Miedo a ser contagiado. Me lo había dado, dos días antes, un Carrefour lleno de gente al que yo había acudido porque ciertos productos de droguería indispensables (y no, no hablo del papel higiénico) no forman parte del surtido del Día de al lado de casa. Me lo había dado también el frutero que tosía cuando me sirvió la fruta, y que espero ¡por favor! que no tuviera nada, ya que pasa de los sesenta.

Y junto a estos miedos, el dilema moral. ¿Ofrecerme a cuidar los niños de los vecinos? ¿Teniendo una enfermedad respiratoria? ¿Y pudiendo ser culpable de la entrada de la enfermedad en sus casas o en la de sus familiares? Dilema moral parecido sentía en cuanto a varios asuntos del trabajo, pero no quiero volver a hablar del trabajo.

La enfermedad. Llevé un diario con mis síntomas, por si acaso. Para poderle decir a la famosa app del coronavirus qué síntomas había tenido, durante cuánto tiempo, y mis hábitos alimentarios. Poco a poco, puesto que solo un día había llegado a febrícula, me fui confiando y dejé de mantener al día esa bitácora. Poco a poco, puesto que parecía que mejoraba, adquirí confianza para bajar a una tienda y comprar sin miedo a contagiar a la gente (por si acaso, empleé una braga polar como mascarilla y pagué todo con tarjeta previamente desinfectada). Poco a poco dejé de basar mi alimentación en platos racionados, recetas de reaprovechamiento y pan casero y me abandoné a la dieta hipercalórica que parece ser la tónica habitual.

Y estos días, que ya deberían ser de normalidad, el desánimo pesa como una losa. Las horas, ya no ocupadas trabajando, vuelan como me describía mi hermana que volaban durante su depresión. Ayer fue un logro conseguir leer ochenta páginas seguidas de una novela. Pero no saqué tiempo para preparar las clases de después de las vacaciones. Ni tengo ganas de escribir relatos: llevo tres semanas sin escribir el cuento semanal del martes ni los del reto semanal de Literup. Tenía algunos enlatados pero tampoco he tenido ganas de publicarlos. Y mejor, pues así he podido emplear uno de los cuentos enlatados para una convocatoria que se cerró hace un par de días.

He tratado de volver a las manualidades, a hobbies que no exijan mirar una pantalla ni leer, pero al final me da pereza. He convertido la limpieza casi en hobby. He descubierto el taichi (que ya sospechaba que me iba a gustar), pero sin un entrenador presencial no sé hacer correctamente los movimientos. He tratado de redescubrir la religión como consuelo, pero una parroquia vista por youtube o una misa del vaticano en la tele no transmiten la sensación de soledad y recogimiento entre la masa que se experimentan en una iglesia llena de gente callada.

************

## Trabajo solicitado
Indica, por favor, qué se usó como mascarilla para bajar a comprar a una tienda, según el texto fuente. Los datos no hacen falta.

************

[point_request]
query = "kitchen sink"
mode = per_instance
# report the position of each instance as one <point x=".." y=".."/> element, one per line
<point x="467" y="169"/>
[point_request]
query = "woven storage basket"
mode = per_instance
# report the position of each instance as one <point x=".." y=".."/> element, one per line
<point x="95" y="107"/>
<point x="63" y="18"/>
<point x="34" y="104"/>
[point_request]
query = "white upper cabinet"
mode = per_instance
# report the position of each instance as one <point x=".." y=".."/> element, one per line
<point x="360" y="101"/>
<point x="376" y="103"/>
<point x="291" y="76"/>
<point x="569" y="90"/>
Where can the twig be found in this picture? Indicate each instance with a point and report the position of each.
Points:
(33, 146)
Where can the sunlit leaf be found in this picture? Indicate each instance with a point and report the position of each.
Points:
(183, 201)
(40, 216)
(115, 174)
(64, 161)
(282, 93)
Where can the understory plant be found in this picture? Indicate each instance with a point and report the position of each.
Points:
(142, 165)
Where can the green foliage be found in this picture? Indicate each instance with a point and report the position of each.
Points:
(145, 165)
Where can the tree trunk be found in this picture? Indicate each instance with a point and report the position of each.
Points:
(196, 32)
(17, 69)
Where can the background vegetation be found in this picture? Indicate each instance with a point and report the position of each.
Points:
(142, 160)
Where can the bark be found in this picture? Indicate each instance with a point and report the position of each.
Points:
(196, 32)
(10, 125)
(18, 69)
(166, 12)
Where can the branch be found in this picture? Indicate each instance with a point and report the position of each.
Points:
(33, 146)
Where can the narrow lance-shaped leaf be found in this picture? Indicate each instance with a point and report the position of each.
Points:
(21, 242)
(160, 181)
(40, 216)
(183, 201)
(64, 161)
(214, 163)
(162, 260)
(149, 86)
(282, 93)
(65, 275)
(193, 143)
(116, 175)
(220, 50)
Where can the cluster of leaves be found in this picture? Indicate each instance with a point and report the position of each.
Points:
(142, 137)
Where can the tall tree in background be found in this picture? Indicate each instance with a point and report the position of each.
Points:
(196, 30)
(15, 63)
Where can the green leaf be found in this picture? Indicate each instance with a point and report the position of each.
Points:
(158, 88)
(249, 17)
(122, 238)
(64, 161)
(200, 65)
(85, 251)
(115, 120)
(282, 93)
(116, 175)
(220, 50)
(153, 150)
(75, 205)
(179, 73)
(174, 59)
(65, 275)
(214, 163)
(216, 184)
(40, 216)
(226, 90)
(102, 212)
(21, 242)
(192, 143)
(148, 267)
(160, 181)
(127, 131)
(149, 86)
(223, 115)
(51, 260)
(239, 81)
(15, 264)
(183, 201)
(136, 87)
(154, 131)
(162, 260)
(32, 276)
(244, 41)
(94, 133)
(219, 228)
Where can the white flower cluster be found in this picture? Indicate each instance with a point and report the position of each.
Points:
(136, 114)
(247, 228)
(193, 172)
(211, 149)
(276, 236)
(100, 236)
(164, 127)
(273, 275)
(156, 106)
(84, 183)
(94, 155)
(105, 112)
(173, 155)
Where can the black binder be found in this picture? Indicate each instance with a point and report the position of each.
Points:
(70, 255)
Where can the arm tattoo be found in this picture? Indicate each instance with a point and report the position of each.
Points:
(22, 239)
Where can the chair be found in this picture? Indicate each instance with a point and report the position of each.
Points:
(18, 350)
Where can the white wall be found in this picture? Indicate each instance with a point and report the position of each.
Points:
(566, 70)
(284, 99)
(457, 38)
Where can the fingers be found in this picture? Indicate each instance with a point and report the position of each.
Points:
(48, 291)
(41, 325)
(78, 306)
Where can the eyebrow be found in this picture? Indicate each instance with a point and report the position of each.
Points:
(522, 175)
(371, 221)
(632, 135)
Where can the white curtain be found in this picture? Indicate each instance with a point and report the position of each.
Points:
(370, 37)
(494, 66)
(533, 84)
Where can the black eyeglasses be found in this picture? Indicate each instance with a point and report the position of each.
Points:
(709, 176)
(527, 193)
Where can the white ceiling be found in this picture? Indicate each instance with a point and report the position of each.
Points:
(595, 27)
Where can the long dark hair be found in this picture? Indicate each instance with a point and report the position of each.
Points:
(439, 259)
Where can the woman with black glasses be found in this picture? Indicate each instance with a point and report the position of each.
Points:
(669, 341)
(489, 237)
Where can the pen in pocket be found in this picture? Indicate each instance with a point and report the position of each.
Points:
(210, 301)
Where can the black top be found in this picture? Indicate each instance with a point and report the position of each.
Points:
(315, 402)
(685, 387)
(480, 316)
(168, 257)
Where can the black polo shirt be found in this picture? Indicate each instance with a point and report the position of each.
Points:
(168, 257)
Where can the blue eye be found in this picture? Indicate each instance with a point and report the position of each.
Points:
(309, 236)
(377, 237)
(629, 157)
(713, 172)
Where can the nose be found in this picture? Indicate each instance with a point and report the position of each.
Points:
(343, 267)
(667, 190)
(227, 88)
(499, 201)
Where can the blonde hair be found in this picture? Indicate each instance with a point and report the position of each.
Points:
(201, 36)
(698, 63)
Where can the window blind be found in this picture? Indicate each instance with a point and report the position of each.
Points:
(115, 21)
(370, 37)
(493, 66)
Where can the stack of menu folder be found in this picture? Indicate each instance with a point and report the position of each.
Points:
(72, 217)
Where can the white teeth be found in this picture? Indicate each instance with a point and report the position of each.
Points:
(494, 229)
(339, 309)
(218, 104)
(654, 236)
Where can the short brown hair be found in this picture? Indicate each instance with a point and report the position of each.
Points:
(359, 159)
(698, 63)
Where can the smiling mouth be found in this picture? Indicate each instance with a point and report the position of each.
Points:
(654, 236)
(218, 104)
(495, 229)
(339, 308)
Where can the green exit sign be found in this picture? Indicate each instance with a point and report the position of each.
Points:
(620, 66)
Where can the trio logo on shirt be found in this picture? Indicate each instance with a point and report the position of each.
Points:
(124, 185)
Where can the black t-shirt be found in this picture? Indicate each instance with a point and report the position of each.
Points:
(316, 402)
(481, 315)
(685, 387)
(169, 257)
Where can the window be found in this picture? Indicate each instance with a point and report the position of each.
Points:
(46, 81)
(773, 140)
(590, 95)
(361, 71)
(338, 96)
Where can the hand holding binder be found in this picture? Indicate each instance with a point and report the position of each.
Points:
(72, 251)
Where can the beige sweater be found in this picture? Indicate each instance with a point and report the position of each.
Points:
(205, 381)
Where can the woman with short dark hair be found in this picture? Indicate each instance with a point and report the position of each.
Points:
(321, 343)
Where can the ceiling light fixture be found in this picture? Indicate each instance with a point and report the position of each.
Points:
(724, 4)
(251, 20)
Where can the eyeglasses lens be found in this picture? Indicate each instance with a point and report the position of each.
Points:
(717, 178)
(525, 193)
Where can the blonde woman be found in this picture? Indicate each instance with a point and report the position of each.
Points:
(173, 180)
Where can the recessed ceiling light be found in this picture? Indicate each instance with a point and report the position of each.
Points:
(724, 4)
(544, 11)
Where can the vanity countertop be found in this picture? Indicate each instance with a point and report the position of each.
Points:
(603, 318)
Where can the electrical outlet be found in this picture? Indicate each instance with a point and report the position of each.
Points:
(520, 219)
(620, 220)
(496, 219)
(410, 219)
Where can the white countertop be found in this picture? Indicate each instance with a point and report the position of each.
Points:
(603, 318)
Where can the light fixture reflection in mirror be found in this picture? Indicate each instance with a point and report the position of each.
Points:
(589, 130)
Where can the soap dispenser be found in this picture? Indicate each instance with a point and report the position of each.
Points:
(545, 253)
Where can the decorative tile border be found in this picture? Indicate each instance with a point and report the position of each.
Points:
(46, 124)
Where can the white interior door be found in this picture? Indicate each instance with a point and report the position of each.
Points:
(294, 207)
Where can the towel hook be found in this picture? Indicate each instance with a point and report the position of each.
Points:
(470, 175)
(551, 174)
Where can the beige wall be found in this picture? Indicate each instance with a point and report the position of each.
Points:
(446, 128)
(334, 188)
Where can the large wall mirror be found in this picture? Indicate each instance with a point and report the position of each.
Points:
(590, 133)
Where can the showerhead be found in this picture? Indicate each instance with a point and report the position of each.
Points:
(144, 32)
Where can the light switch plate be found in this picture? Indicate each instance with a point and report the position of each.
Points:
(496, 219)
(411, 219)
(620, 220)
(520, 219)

************

## Resultado obtenido
Una braga polar.